== Task details ==
Please reproduce the data in full, exactly as it stands.

Data records START

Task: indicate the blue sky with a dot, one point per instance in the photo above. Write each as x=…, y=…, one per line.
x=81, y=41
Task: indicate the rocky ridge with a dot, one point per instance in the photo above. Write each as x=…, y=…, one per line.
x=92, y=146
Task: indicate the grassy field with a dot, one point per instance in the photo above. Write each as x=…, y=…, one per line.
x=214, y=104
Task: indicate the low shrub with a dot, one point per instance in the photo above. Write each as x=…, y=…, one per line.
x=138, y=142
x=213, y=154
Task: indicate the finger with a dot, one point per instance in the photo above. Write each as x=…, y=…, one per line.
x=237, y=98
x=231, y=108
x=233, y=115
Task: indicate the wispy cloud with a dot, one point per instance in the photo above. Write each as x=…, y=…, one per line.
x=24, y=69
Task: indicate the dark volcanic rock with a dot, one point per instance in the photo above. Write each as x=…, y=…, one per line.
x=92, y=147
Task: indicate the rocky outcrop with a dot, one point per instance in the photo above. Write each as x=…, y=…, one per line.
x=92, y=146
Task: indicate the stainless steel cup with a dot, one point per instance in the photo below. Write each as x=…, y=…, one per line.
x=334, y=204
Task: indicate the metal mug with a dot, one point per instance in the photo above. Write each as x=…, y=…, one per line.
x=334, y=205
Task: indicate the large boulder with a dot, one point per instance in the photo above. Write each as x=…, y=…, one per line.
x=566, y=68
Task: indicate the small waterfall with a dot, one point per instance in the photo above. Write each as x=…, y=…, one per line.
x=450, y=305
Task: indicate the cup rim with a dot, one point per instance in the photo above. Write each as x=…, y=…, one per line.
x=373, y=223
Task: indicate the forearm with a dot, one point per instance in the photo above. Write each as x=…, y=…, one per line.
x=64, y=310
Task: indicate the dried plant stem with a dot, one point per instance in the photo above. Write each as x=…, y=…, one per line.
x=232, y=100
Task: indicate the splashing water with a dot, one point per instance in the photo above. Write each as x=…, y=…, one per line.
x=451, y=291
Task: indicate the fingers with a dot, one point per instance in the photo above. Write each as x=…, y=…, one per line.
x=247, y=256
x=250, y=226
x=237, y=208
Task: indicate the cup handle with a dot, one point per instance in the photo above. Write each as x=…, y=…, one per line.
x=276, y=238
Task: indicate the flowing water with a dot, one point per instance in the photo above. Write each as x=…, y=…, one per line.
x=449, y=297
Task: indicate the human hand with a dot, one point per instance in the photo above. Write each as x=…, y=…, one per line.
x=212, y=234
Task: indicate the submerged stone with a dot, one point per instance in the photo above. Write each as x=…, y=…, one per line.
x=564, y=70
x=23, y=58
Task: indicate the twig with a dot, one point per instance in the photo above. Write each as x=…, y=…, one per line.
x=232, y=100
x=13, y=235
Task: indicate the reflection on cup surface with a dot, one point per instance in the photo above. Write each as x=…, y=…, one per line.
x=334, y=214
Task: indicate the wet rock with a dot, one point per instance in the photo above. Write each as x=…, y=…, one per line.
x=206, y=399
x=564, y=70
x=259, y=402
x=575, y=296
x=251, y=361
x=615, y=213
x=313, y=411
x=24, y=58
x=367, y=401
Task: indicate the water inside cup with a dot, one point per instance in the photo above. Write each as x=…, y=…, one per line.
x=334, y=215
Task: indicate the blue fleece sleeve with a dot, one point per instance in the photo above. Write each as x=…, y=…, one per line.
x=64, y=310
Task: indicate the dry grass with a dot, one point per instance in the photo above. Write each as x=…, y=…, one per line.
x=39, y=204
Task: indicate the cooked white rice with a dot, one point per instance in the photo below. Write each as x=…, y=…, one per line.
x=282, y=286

Data records END

== Solution to this problem ==
Task: indicate the blue sky with a dot, one point per instance in the photo above. Write each as x=…, y=…, one per line.
x=81, y=41
Task: indicate the rocky ridge with a dot, one point per instance in the photo above. Write each as x=…, y=…, one per line.
x=92, y=146
Task: indicate the grassy field with a dot, one point per instance in the photo above. Write each as x=…, y=…, one per line.
x=214, y=104
Task: indicate the low shrub with a dot, one point per instance in the photo above. Write each as x=…, y=…, one per line.
x=138, y=142
x=213, y=154
Task: indicate the finger with a dot, one point per instance in the photo above. Write each as x=…, y=…, one per line.
x=237, y=98
x=231, y=108
x=233, y=115
Task: indicate the wispy cloud with a dot, one point per instance in the photo above. Write each as x=…, y=…, one per line.
x=24, y=69
Task: indicate the dark volcanic rock with a dot, one point per instance in the photo above. Write each as x=…, y=…, one per line.
x=92, y=147
Task: indicate the rocky outcrop with a dot, one point per instance in the photo above. Write each as x=…, y=…, one per line.
x=92, y=146
Task: indicate the stainless steel cup with a dot, one point per instance in the photo below. Write each as x=…, y=…, one per line.
x=334, y=204
Task: indicate the metal mug with a dot, one point per instance in the photo above. Write each as x=…, y=…, one per line.
x=334, y=205
Task: indicate the large boulder with a dot, one point per instance in the photo above. Write each as x=…, y=…, one per line.
x=566, y=68
Task: indicate the small waterfall with a dot, one point per instance in the photo above. Write each as x=…, y=…, one per line.
x=450, y=305
Task: indicate the cup rim with a dot, one point per instance in the photo above. Write each as x=…, y=…, one per line.
x=373, y=223
Task: indicate the forearm with a dot, one point per instance in the photo above. Write each as x=…, y=…, one per line.
x=64, y=310
Task: indicate the dried plant stem with a dot, one point per instance in the photo above. Write each as x=…, y=…, one per line.
x=232, y=100
Task: indicate the splashing water with a dot, one point per instance in the photo above. Write each as x=…, y=…, one per line.
x=451, y=291
Task: indicate the fingers with a dot, one point per instance in the photo above. Write each as x=…, y=…, one per line.
x=247, y=256
x=250, y=226
x=237, y=208
Task: indicate the cup handle with a dot, one point per instance in the photo above. Write each as x=…, y=…, one per line.
x=276, y=238
Task: indicate the flowing water with a dot, one point per instance in the photo above. Write each as x=…, y=…, one per line.
x=449, y=297
Task: indicate the human hand with a dot, one point per instance in the photo above. Write each as x=…, y=…, one per line.
x=212, y=234
Task: indicate the submerged stone with a dot, one point per instance in the photo above. Write each as x=…, y=…, one per line.
x=564, y=70
x=23, y=58
Task: indicate the twig with a dot, one point per instance in the photo above. Write each as x=…, y=…, one per line.
x=232, y=100
x=13, y=235
Task: indicate the reflection on cup surface with a dot, one point per instance in the photo above. Write each as x=…, y=…, one per line.
x=334, y=214
Task: indicate the wet rock with a dot, one point per instance in the photo above. Write each as x=…, y=…, one per line.
x=206, y=399
x=564, y=70
x=259, y=402
x=575, y=296
x=251, y=361
x=615, y=213
x=313, y=411
x=24, y=58
x=367, y=401
Task: indicate the water inside cup with a dot, one point per instance in the photo above. Write each as x=…, y=…, one per line.
x=334, y=215
Task: indicate the blue fleece sleeve with a dot, one point per instance in the photo above. Write each as x=…, y=…, one per line.
x=64, y=310
Task: indicate the dry grass with a dot, one point per instance in the photo above. Write each as x=…, y=…, one per line.
x=39, y=204
Task: indicate the cooked white rice with a dot, one point per instance in the photo below. Write each as x=…, y=…, one per line.
x=282, y=286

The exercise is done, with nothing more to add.